Point annotation lines:
- - -

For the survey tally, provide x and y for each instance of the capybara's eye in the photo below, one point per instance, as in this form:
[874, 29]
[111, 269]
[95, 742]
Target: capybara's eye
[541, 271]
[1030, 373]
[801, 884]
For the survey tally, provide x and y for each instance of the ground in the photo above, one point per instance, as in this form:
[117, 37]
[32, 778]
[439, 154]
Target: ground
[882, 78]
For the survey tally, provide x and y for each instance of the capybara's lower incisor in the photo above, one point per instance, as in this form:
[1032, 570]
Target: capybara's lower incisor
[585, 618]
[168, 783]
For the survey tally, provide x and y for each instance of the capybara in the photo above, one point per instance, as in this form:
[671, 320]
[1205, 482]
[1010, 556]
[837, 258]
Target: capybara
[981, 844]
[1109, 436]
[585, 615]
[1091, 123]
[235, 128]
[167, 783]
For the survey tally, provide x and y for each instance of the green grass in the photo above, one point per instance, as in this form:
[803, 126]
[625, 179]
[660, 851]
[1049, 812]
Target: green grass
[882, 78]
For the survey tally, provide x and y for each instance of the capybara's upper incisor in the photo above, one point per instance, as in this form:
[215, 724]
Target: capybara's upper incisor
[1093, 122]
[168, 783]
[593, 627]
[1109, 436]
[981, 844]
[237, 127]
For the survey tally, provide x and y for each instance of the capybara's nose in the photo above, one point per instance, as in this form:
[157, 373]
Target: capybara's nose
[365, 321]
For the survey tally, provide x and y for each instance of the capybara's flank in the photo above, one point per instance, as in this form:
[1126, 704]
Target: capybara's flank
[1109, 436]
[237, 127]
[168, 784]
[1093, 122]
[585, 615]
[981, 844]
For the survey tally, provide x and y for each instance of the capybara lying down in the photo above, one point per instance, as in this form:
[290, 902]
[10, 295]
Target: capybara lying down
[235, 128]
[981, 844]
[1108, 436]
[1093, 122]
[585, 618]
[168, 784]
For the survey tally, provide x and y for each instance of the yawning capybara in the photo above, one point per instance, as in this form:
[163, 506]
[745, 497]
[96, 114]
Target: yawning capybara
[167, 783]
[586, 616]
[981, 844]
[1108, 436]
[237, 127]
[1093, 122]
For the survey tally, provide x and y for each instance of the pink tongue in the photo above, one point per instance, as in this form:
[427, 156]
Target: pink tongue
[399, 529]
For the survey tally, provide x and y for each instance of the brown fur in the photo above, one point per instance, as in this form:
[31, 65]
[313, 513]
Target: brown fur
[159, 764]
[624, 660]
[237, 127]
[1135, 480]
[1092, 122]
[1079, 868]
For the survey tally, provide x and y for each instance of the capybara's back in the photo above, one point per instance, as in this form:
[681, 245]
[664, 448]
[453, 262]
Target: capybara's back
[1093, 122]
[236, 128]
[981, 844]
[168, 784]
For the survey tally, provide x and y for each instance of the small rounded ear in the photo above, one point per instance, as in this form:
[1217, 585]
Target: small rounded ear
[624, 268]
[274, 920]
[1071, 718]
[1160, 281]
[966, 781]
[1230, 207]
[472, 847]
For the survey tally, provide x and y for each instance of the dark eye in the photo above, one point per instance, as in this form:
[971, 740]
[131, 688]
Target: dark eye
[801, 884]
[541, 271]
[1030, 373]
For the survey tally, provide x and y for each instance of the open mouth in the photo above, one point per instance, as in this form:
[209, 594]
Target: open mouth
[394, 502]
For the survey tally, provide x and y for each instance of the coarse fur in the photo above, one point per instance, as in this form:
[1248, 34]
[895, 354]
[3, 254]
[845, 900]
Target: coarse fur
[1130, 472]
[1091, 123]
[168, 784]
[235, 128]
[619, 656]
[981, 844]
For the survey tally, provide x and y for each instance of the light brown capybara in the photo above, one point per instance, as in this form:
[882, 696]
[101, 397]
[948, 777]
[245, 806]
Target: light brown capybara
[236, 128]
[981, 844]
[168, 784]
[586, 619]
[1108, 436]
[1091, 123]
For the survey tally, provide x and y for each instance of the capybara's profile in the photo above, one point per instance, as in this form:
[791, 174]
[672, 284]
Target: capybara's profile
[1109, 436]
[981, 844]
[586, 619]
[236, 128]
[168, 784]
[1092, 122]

- - -

Exercise task:
Reproduce everything from the line containing "of the dark" down to the last line, swapping "coarse fur" for "rough fur" and changing nothing else. Return only those lines.

The answer:
For the survey tally, provide x and y for each instance of the dark eye in the photo above, one point per instance, as in this form:
[971, 740]
[131, 688]
Target: dark eye
[801, 884]
[541, 271]
[1030, 373]
For the survey tally, provide x and y for each instance of the open mouth in the photo above, one point per instance, as in this form:
[209, 594]
Target: open mouth
[394, 502]
For the survey tally, provide x and y for each instance of the rough fur in the photo above, one point per instance, as in this form:
[1248, 34]
[895, 354]
[3, 254]
[845, 900]
Target: rough fur
[1130, 472]
[1091, 123]
[168, 784]
[235, 128]
[619, 656]
[981, 844]
For the survey tally, provide x and y for each instance of the light brown capybara in the photo above, one point per instance, as in this form:
[882, 696]
[101, 397]
[948, 777]
[245, 806]
Target: light brown capybara
[236, 128]
[981, 844]
[168, 784]
[586, 619]
[1108, 436]
[1091, 123]
For the survey tally, provide x and y for each instance of the capybara's profile in the photo above, one point per instance, as in this form:
[791, 174]
[672, 284]
Target: capybara's profile
[1109, 436]
[981, 844]
[586, 619]
[236, 128]
[168, 784]
[1092, 122]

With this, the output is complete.